# Exercise instructions:
Rewrite the lines of all the items below as a single numbered list, dropping the blank lines.

# Material provided:
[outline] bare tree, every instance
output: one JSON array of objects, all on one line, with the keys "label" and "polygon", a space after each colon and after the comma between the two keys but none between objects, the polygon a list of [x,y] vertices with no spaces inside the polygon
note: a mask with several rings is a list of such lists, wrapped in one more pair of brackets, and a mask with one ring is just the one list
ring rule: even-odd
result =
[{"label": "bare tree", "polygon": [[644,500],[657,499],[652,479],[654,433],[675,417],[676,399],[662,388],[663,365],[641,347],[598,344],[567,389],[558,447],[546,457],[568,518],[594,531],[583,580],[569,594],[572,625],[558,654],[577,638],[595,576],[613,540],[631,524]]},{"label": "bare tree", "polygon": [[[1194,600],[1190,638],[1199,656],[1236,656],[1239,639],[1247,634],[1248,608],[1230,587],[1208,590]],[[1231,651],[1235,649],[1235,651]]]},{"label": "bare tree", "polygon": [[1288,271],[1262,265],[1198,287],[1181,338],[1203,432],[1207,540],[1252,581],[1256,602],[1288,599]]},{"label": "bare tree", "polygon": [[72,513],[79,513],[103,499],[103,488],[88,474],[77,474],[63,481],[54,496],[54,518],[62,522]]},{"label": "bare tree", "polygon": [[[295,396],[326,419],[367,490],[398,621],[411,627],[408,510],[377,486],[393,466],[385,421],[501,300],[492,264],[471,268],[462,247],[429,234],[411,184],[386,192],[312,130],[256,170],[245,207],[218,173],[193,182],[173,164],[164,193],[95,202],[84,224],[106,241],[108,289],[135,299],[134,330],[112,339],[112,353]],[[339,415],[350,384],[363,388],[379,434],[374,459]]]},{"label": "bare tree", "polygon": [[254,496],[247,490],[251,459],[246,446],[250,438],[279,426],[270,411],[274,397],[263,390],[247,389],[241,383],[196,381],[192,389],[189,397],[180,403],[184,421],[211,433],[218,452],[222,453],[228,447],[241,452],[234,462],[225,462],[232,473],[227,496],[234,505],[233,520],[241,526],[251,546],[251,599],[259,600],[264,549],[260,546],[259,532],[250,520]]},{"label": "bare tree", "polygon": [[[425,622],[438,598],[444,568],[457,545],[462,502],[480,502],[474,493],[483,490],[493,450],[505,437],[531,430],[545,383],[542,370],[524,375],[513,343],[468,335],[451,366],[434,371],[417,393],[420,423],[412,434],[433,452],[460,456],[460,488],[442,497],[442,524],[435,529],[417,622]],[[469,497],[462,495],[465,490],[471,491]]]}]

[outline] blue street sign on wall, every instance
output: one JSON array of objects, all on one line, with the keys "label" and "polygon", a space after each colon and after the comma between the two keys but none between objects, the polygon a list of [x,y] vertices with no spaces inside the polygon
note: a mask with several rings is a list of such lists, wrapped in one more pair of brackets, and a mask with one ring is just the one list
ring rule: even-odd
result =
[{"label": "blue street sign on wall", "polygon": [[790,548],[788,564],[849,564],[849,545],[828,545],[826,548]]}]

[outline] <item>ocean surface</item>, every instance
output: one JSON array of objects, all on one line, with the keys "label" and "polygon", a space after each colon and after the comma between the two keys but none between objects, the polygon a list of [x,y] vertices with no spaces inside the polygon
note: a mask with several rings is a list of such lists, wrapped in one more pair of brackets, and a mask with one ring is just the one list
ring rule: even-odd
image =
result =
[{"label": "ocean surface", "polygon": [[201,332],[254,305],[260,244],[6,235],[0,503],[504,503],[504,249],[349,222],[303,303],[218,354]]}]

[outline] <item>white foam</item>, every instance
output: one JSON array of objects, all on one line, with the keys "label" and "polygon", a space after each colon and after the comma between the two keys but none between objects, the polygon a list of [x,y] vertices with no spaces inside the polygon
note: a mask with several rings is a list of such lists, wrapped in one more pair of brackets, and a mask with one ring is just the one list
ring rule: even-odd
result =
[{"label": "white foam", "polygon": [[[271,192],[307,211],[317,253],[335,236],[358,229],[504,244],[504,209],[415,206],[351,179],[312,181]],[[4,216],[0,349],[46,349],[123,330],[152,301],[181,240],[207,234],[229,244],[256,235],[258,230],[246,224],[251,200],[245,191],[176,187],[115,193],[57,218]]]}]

# Complete response:
1. [outline] bare tree, every instance
2. output: one JSON array of objects, all on one line, with the keys "label" and "polygon", a space after each colon and after the comma between the two keys but none between objects, the polygon a list of [x,y] vertices with no spaces inside the polygon
3. note: a mask with several rings is a list of such lists, wrapped in one more pair of brackets, and a mask with one ring is just the one list
4. ring rule: even-odd
5. result =
6. [{"label": "bare tree", "polygon": [[644,500],[657,499],[652,479],[654,433],[675,417],[676,399],[662,388],[663,365],[641,347],[598,344],[567,389],[558,447],[546,457],[568,518],[594,531],[583,580],[569,594],[572,625],[558,654],[577,638],[595,576],[613,540],[631,524]]},{"label": "bare tree", "polygon": [[[1194,600],[1190,638],[1199,656],[1236,656],[1239,639],[1247,634],[1248,608],[1230,587],[1208,590]],[[1231,651],[1235,649],[1235,651]]]},{"label": "bare tree", "polygon": [[1288,271],[1262,265],[1198,287],[1181,338],[1203,432],[1207,540],[1252,581],[1256,602],[1288,599]]},{"label": "bare tree", "polygon": [[72,513],[79,513],[103,499],[103,488],[88,474],[77,474],[63,481],[54,496],[54,518],[62,522]]},{"label": "bare tree", "polygon": [[[295,396],[326,419],[367,490],[398,621],[411,627],[408,510],[377,486],[393,466],[385,421],[501,300],[492,264],[471,268],[462,247],[429,234],[411,184],[386,192],[312,130],[256,170],[245,207],[218,173],[193,182],[173,164],[164,193],[95,202],[84,224],[106,241],[108,289],[135,299],[134,330],[112,339],[112,353]],[[339,415],[350,384],[363,388],[379,434],[374,459]]]},{"label": "bare tree", "polygon": [[254,496],[247,490],[251,459],[246,446],[250,438],[279,426],[270,411],[274,397],[263,390],[247,389],[241,383],[196,381],[192,389],[189,397],[180,403],[184,421],[211,433],[218,452],[222,453],[228,447],[241,452],[234,462],[225,462],[232,473],[227,496],[234,505],[233,520],[241,526],[251,546],[251,599],[259,600],[264,549],[260,546],[259,532],[250,520]]},{"label": "bare tree", "polygon": [[[425,622],[438,598],[444,568],[457,545],[462,502],[480,502],[474,493],[483,490],[493,450],[505,437],[531,430],[545,383],[542,370],[524,375],[513,343],[468,335],[451,366],[434,371],[417,393],[420,423],[412,434],[433,452],[460,456],[460,488],[442,497],[442,524],[435,529],[417,622]],[[469,497],[462,495],[465,490],[471,491]]]}]
7. [outline] blue street sign on wall, every instance
8. output: one JSON array of objects, all on one line, with the keys "label" and "polygon", a space after each colon and after the comma between the two keys but none between objects, the polygon a list of [x,y] vertices with no spaces inside the polygon
9. note: a mask with several rings is a list of such lists, wrapped in one more pair of brackets, and a mask with one ring is just the one list
10. ring rule: even-odd
11. result =
12. [{"label": "blue street sign on wall", "polygon": [[790,548],[788,564],[849,564],[849,545],[828,545],[826,548]]}]
13. [outline] <item>ocean surface</item>, every instance
14. output: one JSON array of objects, all on one line, with the keys "label" and "polygon", a space after each colon and after the comma between the two keys but none between objects, the polygon a list of [x,y] vertices with no spaces inside the polygon
15. note: a mask with several rings is a list of such lists, wrapped in one more pair of brackets, and a mask with one ring is just the one list
16. ring rule: even-odd
17. image =
18. result =
19. [{"label": "ocean surface", "polygon": [[201,332],[254,305],[260,244],[6,235],[0,503],[504,503],[504,249],[349,222],[303,303],[218,354]]}]
20. [outline] <item>white foam</item>, every instance
21. output: one JSON array of objects, all on one line, with the keys "label" and "polygon", a space after each colon and after the comma between the two keys but none between objects, the polygon a list of [x,y] vertices with no spaces inside the polygon
22. note: a mask with several rings is a list of such lists, wrapped in one more pair of brackets, and a mask with one ring is just the one list
23. ring rule: even-odd
24. result =
25. [{"label": "white foam", "polygon": [[[271,192],[307,211],[317,253],[335,236],[358,229],[504,244],[504,209],[415,206],[351,179],[312,181]],[[4,216],[0,349],[46,349],[123,330],[152,301],[181,240],[207,234],[229,244],[256,235],[258,230],[246,224],[251,200],[245,191],[176,187],[115,193],[57,218]]]}]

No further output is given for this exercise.